(Source):
Introduction

This tutorial presents a few basic options for preparing 3D-printed visualizations from datasets that are available through the City of Toronto's Open Data Portal.

Preparation

Most of the processes used are software/language agnostic, but we strongly encourage you to acquire a baseline understanding of the modern Python data science ecosystem. These are a few important pieces that you'll want to set up:

  • Make sure you have a working Python installation! Download Anaconda and follow its setup instructions if you don't already have a Python installation: https://www.anaconda.com/download/
  • You will need to install the following Python libraries: pandas, numpy, stat, matplotlib, seaborn, plotly. If you are using Anaconda, use "conda install -c anaconda package-name" from a command line. Alternatively, use pip or easyinstall or apt-get install python-package-name.
  • There is a difference between Python 2 and 3. You may need to familiarize yourself with it, depending on which version you decide to install.

(Requests):
#1 According to the tutorial, what command should Anaconda users run from a command line to install a package?
#2 Count the lines in the records that contain the word "green". Reply with that number alone.

(Given entries):

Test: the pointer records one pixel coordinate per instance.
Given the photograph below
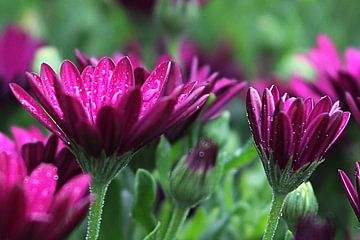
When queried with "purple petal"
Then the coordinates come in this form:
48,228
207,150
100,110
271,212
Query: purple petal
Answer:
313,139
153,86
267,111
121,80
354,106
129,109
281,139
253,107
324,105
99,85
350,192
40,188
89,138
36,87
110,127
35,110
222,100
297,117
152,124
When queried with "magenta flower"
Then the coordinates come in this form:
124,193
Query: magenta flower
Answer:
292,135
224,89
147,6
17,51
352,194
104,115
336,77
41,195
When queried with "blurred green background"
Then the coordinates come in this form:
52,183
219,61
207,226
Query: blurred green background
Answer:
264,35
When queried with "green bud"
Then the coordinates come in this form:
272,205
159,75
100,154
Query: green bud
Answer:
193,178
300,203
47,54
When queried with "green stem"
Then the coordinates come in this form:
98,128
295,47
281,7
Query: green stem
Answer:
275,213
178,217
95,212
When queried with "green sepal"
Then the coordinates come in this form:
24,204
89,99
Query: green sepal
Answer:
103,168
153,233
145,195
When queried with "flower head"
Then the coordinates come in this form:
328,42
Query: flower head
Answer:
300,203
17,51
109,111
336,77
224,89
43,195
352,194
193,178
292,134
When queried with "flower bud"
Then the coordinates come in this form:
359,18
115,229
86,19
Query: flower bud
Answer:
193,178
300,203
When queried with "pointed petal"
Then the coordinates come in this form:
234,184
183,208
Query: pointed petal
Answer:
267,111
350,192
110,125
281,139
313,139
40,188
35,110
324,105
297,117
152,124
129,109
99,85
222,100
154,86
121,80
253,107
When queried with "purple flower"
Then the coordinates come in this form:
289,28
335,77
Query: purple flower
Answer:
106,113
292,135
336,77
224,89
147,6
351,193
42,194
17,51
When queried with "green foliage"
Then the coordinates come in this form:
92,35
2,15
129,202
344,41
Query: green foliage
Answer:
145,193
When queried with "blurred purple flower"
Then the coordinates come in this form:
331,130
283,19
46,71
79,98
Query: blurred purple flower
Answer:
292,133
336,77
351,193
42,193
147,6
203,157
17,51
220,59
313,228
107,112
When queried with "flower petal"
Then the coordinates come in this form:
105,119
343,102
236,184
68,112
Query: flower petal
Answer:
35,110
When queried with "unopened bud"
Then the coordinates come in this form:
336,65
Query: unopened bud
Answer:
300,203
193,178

(Responses to the tasks):
#1 conda install -c anaconda package-name

#2 10